# Page text
++++++++++
Ada
Ada

Reputation: 624

Why aren't two files that should be equal not equal? I download a file with Java Socket, and compare it with the same file downloaded with Mozilla

I am downloading a file using Java Socket. The code is only for testing whether the files are equal or not. It is part of a bigger project.

import java.io.BufferedOutputStream;
import java.io.DataInputStream;
import java.io.File;
import java.io.FileInputStream;
import java.io.FileNotFoundException;
import java.io.FileOutputStream;
import java.io.IOException;
import java.io.InputStream;
import java.io.PrintWriter;
import java.net.Socket;
import java.util.Arrays;


public class Compare {

/**
 * @param args
 * @throws IOException 
 */
public static void main(String[] args) throws IOException {
    Socket sk = null;
    try
    {
          sk = new Socket("wlab.cs.bilkent.edu.tr", 80);
          if (sk.isConnected())
          {

              PrintWriter out = new PrintWriter(sk.getOutputStream(),true);
              out.println("GET /" + "/PA2/test5MB.bin" + " HTTP/1.1");
              out.println("Host: " + 80);
             // out.println("Range: " + 0 + '-' + 5242879);
              out.println("Connection: close\r\n");
              out.println("");
              out.flush();

          }
          }catch(Exception e){

          }


    // receive file
    byte [] mybytearray  = new byte [5242880]; // when i use HEAD, this size is returned.

   // FileInputStream is = new FileInputStream("C:\\Users\\Eda\\workspace\\network1\\t1est5MB.bin");
    InputStream is = sk.getInputStream(); //when I used this one, the files don't match, but the above declaration works.
++++++++++
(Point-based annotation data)
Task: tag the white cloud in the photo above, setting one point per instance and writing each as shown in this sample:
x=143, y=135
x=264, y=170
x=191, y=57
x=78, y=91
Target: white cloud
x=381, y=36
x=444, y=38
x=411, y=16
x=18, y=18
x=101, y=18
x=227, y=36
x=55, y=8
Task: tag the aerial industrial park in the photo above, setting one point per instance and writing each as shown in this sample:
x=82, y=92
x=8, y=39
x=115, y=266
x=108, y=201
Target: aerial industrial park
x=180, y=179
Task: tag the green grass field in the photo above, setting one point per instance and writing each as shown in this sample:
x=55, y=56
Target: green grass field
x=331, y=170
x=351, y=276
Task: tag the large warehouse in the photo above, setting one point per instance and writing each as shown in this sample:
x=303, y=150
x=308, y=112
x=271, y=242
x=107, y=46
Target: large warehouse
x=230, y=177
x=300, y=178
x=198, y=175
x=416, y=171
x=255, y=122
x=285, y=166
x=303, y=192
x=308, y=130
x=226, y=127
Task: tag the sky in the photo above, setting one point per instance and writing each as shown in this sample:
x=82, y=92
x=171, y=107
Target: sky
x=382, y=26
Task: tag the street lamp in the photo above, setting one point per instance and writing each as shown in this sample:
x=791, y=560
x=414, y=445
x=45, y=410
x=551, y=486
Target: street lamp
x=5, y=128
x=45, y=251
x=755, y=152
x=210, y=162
++++++++++
# Stated problem
Pick up the forum post about comparing a file downloaded through a Java socket with the same file downloaded in a browser, continuing from the point where it stops.

# Reply to the exercise
    FileOutputStream fos = new FileOutputStream( new File ("C:\\Users\\Eda\\workspace\\network1\\tesst5MB.bin"));
    BufferedOutputStream bos = new BufferedOutputStream(fos);


    int offset3 = 0;
    int numRead3 = 0;
    System.out.println("1 in length: " +mybytearray.length);

  while(offset3 < mybytearray.length
            && (numRead3=is.read(mybytearray, offset3, mybytearray.length-offset3)) >= 0  )


    {
        offset3 += numRead3;
      //  is=sk.getInputStream();
    }
    bos.write(mybytearray);
    is.close();

    bos.close();

    //rest is for comparing two binary files.works except for the file I downloaded in this code above.
    try{
        File filename=new File("C:\\Users\\Eda\\workspace\\network1\\tesst5MB" +".bin");
        File filename2=new File("C:\\Users\\Eda\\workspace\\network1\\t1est5MB" +".bin");
        if(filename.exists() && filename2.exists())
            System.out.println("both exists");

        int size = (int)filename.length(); 
        System.out.println("size1: " + size);
        byte[] byteArray1 = new byte[size];
        size = (int)filename2.length(); 

        System.out.println("size2: " + size);
        byte[] byteArray2 = new byte[size];

        DataInputStream infile1 = new DataInputStream(new FileInputStream(filename));


        DataInputStream infile2 = new DataInputStream(new FileInputStream(filename2));


        int offset1 = 0;
        int numRead1 = 0;


        int offset2 = 0;
        int numRead2 = 0;
        System.out.println("1 in length: " +byteArray1.length);

      while(offset1 < byteArray1.length
                && (numRead1=infile1.read(byteArray1, offset1, byteArray1.length-offset1)) >= 0)


        {
            offset1 += numRead1;

        }

        infile1.close();


        while(offset2 < byteArray2.length
                && (numRead2=infile2.read(byteArray2, offset2, byteArray2.length-offset2)) >= 0)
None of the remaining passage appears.